** Opening Dataset excerpts block **

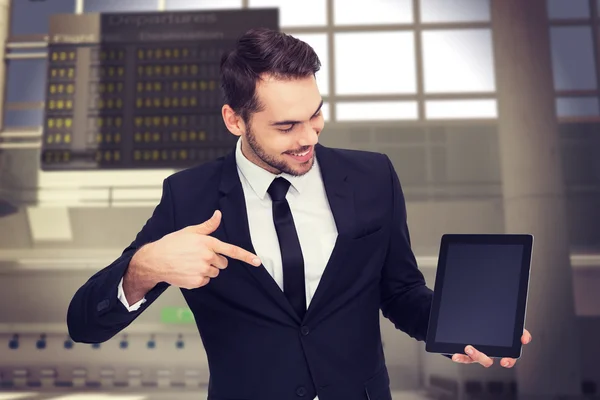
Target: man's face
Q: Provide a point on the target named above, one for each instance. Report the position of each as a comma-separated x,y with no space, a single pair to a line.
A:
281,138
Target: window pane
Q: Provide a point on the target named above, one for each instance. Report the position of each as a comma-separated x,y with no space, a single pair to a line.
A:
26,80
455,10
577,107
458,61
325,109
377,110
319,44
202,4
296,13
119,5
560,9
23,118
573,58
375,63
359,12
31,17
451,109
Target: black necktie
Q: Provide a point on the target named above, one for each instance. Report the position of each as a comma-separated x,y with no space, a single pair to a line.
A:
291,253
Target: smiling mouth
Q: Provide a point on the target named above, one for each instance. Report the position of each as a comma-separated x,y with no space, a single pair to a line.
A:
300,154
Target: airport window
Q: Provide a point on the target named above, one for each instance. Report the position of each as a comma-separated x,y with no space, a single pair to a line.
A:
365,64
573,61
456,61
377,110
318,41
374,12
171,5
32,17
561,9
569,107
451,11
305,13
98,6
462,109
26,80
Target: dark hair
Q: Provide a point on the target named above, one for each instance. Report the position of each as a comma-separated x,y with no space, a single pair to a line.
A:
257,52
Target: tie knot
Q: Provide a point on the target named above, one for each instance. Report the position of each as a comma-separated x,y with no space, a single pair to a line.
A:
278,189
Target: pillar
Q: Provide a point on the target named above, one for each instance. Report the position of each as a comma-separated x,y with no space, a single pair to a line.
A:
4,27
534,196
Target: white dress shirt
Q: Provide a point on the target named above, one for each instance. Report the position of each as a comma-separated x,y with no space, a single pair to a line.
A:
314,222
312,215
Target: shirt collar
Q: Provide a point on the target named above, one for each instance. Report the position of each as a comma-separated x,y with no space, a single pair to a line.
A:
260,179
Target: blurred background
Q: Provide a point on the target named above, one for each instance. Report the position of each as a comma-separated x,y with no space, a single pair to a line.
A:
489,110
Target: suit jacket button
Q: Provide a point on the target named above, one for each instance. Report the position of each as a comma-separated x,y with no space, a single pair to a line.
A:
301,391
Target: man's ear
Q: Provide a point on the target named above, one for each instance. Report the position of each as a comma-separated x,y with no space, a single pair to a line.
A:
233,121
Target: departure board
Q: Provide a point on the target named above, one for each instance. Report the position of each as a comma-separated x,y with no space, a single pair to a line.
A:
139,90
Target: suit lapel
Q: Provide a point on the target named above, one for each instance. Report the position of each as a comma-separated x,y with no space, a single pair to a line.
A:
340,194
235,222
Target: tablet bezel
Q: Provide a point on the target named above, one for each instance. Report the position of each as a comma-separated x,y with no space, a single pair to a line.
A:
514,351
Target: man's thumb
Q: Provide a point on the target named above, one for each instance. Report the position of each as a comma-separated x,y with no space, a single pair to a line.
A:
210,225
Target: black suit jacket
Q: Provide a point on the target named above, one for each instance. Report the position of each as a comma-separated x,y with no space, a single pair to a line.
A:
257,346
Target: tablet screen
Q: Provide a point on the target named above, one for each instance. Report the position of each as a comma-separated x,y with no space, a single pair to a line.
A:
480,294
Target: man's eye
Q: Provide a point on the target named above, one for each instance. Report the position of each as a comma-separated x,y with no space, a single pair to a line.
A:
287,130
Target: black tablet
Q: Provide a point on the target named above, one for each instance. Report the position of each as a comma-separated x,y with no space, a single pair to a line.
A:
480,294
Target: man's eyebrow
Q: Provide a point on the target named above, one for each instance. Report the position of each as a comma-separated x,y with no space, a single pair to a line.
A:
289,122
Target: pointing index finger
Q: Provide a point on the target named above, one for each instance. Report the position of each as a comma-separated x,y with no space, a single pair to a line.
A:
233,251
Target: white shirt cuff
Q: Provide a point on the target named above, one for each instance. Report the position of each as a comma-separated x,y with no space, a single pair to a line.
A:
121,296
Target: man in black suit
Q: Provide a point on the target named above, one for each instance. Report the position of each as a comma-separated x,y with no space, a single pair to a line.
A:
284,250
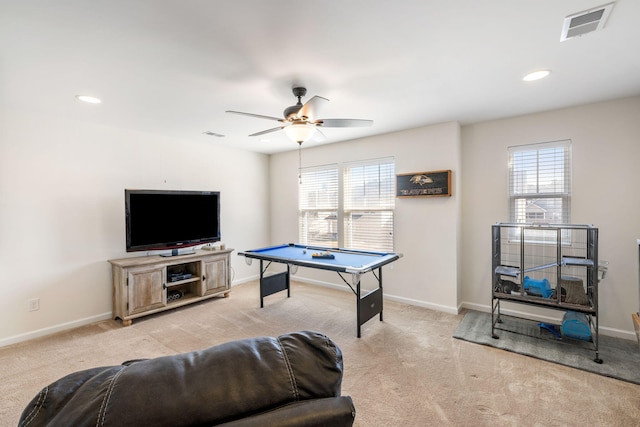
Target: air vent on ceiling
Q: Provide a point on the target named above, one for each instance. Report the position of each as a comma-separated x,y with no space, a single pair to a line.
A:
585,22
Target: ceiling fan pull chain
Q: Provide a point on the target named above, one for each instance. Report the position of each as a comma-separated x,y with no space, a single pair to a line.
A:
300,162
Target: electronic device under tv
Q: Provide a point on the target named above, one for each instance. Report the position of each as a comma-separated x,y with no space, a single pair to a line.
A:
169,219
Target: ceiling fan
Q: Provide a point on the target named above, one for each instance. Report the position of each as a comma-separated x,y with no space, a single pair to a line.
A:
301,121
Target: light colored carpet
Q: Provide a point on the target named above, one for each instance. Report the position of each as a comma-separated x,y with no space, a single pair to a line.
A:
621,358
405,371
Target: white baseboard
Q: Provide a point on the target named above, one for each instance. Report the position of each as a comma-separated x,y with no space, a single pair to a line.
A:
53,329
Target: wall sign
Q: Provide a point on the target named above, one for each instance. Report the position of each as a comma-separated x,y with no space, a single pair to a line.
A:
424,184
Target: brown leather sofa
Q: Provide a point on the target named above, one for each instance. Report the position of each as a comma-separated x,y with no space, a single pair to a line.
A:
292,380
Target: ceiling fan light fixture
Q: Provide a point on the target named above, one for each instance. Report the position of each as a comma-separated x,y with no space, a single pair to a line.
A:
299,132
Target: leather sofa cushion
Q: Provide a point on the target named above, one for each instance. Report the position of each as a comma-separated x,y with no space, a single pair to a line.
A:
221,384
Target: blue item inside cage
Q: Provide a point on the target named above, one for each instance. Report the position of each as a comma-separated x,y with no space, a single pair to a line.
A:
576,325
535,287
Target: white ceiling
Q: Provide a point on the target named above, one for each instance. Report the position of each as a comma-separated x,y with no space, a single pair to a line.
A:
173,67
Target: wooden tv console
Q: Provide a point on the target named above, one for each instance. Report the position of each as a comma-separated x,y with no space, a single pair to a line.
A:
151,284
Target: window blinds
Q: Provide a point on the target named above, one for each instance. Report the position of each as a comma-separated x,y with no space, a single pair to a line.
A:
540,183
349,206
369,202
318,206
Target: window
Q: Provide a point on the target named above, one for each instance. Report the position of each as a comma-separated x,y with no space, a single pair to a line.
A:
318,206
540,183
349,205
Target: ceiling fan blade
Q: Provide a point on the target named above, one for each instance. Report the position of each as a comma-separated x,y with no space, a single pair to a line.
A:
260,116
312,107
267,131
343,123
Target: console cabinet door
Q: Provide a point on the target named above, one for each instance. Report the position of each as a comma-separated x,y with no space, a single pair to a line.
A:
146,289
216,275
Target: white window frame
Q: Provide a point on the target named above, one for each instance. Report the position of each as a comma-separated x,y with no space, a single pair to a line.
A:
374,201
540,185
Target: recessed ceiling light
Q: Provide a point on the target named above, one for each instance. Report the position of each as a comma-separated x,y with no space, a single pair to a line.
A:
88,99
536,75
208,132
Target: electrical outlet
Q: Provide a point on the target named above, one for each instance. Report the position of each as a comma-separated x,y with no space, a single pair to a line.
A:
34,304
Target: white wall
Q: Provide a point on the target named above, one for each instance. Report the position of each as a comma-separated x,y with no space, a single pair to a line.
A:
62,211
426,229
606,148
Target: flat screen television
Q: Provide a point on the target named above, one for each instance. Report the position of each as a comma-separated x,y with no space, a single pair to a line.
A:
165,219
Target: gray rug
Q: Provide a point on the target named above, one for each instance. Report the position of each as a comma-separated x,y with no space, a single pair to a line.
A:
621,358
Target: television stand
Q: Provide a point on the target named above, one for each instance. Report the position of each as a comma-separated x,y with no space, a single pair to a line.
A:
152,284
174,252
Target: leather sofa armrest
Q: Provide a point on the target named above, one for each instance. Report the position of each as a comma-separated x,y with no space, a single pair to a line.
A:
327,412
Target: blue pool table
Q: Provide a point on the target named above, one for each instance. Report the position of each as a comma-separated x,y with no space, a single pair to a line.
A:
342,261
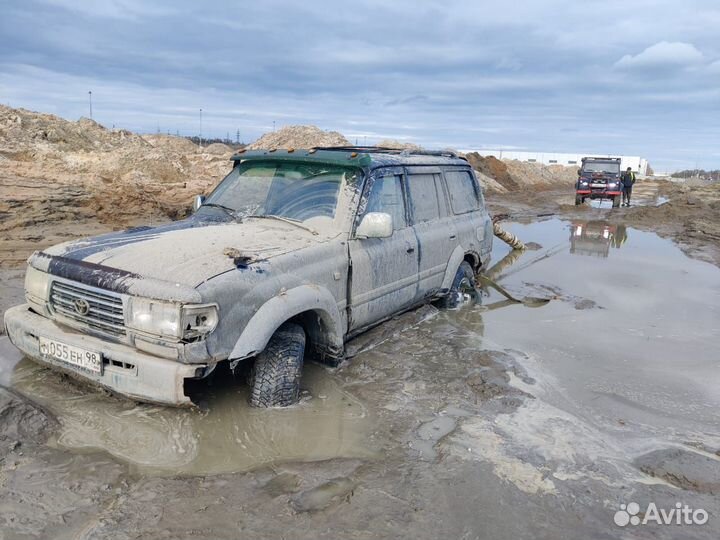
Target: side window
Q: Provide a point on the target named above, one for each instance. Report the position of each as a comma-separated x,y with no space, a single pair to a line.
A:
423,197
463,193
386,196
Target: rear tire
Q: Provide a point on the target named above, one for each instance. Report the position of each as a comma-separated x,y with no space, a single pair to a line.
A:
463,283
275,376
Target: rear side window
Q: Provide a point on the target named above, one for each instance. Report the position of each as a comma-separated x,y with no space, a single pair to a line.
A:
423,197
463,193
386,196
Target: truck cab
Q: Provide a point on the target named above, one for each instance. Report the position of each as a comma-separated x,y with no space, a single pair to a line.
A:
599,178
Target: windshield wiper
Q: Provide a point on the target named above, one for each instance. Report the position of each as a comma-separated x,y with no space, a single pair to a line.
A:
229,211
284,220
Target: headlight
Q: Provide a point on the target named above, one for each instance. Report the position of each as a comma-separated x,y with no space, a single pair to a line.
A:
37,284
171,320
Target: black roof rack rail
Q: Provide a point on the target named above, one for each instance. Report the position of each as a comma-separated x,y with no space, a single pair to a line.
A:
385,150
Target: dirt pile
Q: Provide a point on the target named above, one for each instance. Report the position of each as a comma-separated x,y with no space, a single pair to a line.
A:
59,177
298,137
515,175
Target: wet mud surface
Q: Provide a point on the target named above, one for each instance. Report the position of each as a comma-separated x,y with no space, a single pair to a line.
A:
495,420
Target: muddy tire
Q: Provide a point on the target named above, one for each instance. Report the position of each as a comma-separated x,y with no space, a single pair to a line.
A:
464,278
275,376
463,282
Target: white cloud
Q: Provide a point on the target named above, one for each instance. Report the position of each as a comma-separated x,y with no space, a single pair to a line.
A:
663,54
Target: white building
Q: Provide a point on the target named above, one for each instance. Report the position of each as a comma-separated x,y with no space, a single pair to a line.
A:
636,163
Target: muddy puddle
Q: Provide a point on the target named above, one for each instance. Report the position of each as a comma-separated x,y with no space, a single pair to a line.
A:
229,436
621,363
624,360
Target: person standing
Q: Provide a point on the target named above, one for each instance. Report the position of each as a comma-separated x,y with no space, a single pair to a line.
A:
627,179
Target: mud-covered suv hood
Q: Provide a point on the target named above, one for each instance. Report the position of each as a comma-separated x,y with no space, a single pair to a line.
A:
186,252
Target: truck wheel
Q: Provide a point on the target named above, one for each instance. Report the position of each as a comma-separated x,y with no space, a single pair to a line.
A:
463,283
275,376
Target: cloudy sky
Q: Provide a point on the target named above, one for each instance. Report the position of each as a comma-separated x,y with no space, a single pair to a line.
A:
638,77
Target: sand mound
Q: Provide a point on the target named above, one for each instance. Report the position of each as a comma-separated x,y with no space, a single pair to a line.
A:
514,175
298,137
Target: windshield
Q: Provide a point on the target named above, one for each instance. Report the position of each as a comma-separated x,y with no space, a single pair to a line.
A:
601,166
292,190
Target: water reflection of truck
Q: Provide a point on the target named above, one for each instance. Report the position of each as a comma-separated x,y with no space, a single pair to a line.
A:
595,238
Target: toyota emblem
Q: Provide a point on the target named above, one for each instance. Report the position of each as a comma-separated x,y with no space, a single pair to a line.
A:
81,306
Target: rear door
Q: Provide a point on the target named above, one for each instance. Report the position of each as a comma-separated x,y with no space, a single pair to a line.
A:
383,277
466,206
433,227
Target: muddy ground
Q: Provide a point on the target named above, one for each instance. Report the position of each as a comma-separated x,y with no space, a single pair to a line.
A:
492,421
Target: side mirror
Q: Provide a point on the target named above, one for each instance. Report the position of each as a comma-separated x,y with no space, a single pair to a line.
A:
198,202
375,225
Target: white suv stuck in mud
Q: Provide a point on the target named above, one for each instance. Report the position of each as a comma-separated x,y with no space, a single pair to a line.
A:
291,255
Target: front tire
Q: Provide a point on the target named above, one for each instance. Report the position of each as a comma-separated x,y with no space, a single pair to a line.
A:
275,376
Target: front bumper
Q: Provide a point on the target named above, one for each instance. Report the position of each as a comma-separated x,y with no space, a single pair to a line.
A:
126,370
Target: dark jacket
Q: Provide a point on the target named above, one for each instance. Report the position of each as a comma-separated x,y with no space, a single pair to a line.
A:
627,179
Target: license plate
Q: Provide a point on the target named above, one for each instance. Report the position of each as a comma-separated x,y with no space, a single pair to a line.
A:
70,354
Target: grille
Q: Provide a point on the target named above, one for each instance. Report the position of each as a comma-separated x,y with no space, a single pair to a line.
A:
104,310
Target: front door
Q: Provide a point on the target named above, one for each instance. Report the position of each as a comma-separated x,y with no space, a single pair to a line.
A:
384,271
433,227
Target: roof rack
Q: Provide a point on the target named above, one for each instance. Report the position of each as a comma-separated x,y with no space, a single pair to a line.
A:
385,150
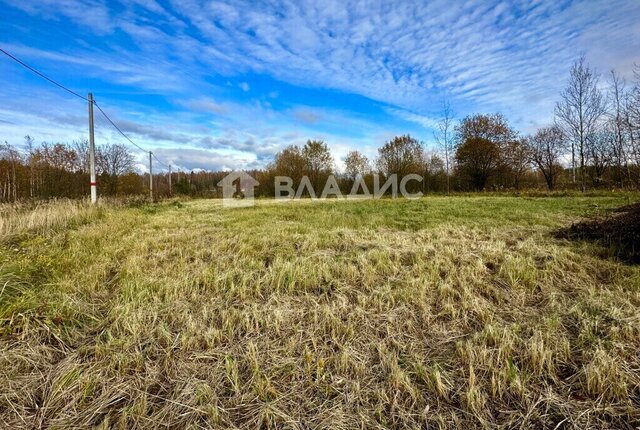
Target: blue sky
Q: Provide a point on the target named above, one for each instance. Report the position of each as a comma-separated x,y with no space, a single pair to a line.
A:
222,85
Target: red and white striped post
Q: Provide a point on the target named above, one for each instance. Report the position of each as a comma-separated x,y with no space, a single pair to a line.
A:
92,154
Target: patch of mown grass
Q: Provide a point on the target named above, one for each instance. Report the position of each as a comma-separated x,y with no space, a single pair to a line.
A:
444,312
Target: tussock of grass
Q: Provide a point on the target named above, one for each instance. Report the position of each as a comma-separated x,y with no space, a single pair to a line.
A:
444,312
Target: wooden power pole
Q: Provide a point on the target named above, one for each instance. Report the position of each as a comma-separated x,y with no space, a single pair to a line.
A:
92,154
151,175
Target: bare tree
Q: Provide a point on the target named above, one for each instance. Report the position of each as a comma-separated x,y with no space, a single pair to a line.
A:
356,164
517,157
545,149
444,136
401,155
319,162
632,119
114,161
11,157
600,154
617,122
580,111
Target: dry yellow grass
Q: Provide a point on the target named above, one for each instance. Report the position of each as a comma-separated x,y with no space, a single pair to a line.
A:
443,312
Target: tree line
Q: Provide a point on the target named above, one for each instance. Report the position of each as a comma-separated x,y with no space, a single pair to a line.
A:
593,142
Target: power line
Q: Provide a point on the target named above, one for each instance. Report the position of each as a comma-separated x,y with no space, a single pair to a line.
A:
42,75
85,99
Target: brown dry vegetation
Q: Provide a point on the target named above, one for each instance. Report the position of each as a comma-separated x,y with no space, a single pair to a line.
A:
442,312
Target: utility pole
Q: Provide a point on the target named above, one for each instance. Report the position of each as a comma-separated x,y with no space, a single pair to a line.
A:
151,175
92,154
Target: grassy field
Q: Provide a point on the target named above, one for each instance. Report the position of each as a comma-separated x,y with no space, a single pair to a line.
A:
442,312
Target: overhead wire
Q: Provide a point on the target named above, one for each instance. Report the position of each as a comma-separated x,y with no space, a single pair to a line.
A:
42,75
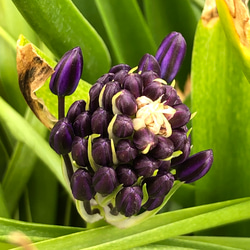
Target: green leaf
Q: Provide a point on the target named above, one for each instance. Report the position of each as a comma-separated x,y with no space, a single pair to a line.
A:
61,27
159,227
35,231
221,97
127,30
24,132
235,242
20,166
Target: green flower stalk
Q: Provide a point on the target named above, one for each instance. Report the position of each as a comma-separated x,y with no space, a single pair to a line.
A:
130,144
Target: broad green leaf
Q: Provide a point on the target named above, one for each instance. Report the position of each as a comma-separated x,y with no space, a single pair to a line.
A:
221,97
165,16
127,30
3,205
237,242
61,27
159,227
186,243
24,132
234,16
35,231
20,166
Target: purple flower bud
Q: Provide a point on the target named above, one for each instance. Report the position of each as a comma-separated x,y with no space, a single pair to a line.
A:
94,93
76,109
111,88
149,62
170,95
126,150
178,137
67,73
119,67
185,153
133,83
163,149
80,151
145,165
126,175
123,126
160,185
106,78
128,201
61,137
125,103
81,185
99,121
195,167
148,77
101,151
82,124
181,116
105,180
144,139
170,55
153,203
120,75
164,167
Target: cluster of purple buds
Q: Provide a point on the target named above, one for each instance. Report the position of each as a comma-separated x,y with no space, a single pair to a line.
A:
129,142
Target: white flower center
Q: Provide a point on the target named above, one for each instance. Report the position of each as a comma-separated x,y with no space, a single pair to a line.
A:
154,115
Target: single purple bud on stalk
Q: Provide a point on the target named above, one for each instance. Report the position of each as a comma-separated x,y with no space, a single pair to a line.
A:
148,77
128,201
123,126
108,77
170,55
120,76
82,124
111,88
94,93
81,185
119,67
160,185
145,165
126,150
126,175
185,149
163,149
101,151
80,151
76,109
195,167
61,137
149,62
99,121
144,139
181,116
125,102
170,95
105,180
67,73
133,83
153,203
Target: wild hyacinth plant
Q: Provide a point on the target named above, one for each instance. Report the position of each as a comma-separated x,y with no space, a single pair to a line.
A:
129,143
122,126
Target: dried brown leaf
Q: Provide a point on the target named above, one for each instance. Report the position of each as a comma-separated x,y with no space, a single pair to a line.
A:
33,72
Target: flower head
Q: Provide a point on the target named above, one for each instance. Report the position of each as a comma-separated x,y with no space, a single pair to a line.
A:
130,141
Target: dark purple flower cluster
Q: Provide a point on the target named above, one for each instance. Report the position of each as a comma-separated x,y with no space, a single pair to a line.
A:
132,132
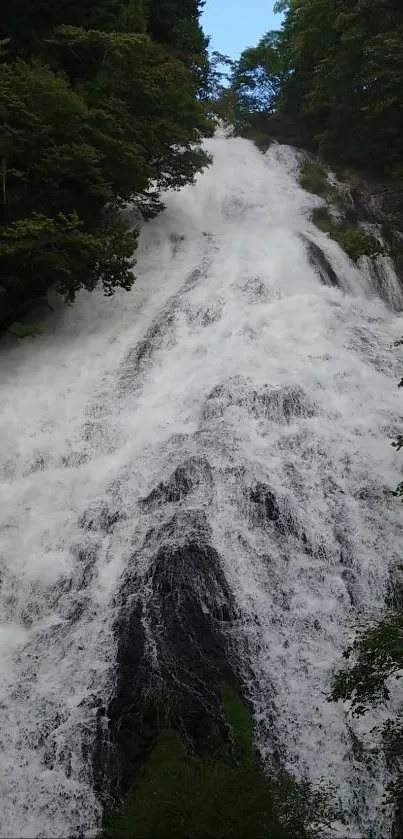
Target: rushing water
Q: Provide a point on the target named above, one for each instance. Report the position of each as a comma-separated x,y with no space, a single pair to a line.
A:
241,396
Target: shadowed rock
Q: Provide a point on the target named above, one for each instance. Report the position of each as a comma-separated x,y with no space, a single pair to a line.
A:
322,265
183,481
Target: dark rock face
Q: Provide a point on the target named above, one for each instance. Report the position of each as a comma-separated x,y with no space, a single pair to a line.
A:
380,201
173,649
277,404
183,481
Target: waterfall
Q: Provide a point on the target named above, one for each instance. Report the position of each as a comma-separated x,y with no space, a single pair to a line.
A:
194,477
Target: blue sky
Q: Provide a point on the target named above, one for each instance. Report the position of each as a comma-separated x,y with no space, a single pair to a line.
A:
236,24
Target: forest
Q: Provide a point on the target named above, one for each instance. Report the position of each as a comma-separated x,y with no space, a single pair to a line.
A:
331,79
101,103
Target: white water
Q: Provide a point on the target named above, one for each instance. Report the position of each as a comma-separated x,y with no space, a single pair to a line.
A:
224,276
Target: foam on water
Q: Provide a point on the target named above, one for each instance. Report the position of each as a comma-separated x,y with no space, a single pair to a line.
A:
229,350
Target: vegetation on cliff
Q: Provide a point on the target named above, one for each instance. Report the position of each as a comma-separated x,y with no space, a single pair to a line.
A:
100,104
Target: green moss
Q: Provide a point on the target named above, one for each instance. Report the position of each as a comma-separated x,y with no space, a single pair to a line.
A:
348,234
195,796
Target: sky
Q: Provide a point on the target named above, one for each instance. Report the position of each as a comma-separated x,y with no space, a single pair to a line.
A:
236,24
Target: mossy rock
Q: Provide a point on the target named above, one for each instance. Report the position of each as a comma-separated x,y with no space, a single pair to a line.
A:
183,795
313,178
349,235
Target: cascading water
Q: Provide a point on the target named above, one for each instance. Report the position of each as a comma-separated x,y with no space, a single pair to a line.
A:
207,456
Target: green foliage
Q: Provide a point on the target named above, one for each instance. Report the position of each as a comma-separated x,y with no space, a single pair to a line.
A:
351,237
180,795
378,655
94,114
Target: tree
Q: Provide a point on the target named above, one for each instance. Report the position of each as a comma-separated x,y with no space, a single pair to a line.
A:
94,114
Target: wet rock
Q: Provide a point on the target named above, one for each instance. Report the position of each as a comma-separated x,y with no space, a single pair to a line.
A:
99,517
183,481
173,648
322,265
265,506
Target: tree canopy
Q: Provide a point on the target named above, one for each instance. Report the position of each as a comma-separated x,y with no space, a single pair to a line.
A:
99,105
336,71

** Closing Dataset excerpts block **

Problem — The answer should contain only the lines from the start of the records above through the line with "Target: smiling mouth", copied exactly, and no pictures.

Result —
Target: man's face
Q: Provide a point on the target named above, one for each instance. Report the position of each as a comma-separated x,y with no space, a single pair to a line.
A:
281,138
Target: window pane
Q: Provide a point on the target named above, one for each instance. Report the position of each as a comma-separated x,y with no space, a single pair to a line.
A:
26,80
455,10
577,107
458,61
325,109
377,110
319,44
202,4
296,13
119,5
560,9
23,118
573,58
375,63
359,12
31,17
451,109
Target: black necktie
Q: Provide a point on the target named above, one for each instance. Report the position of each as a comma-separated x,y with no space, a single pair to a line.
A:
291,253
Target: smiling mouth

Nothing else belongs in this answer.